# [DOCUMENT]
-=-=-

Because there is a vital distinction to make between the process of being created and having been created.

My childhood memories only associate the springtime with what had been created: the flowers, tree leaves, colors and birdsong that only comes after the muddy, murky, ugly transformation after winter.

As for the transition itself? The spring snowstorms and up-and-down temperatures? The impatience and spring fevers, the longing for rebirth and the aching for certainty in the forecast?

That is the reality of a season of creation.

Every season of creation is a time of upheaval and churning. Promise and hope of what could be rub up against what already is. Emotions and uncertainty stir. The muck of old, self-protective narratives that we’ve subconsciously clung to for ages rises to the surface of our awareness; we wade through the mire of an ugly, inglorious process of rewriting the proverbial “winter” of what was as we aspire toward a vision of the “summer” of what could be.

You already know that a lot of my work fixates upon creativity, writing and storytelling: tools of self-expression that help us unearth our soul-code — our deepest, dharmic self-knowledge — so we may embody it out in the world. This is what I believe to be the key to living as leaders of love and compassion in an age that desperately needs us.

-=-=-

# [DATASET EXCERPTS]
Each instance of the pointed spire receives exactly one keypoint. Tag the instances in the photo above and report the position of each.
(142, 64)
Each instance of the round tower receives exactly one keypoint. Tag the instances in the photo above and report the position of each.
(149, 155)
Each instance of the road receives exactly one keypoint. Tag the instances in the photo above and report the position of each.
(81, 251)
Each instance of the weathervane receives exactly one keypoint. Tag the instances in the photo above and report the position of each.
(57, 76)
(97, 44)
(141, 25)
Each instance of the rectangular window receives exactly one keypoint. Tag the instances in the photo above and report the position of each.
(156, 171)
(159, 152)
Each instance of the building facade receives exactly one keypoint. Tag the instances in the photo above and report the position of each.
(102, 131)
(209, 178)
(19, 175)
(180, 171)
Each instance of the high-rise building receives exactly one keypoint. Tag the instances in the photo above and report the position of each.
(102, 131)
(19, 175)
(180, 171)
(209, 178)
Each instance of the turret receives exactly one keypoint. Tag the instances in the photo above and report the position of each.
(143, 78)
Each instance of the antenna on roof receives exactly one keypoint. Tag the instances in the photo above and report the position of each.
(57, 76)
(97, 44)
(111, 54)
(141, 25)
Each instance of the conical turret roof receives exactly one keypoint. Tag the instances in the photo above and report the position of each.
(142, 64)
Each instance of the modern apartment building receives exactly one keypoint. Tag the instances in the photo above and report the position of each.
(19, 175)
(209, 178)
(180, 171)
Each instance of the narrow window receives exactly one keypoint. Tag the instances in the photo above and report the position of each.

-=-=-

List every thing that the childhood memories in the text on seasons of creation associate with springtime.

- Flowers
- Tree leaves
- Colors
- Birdsong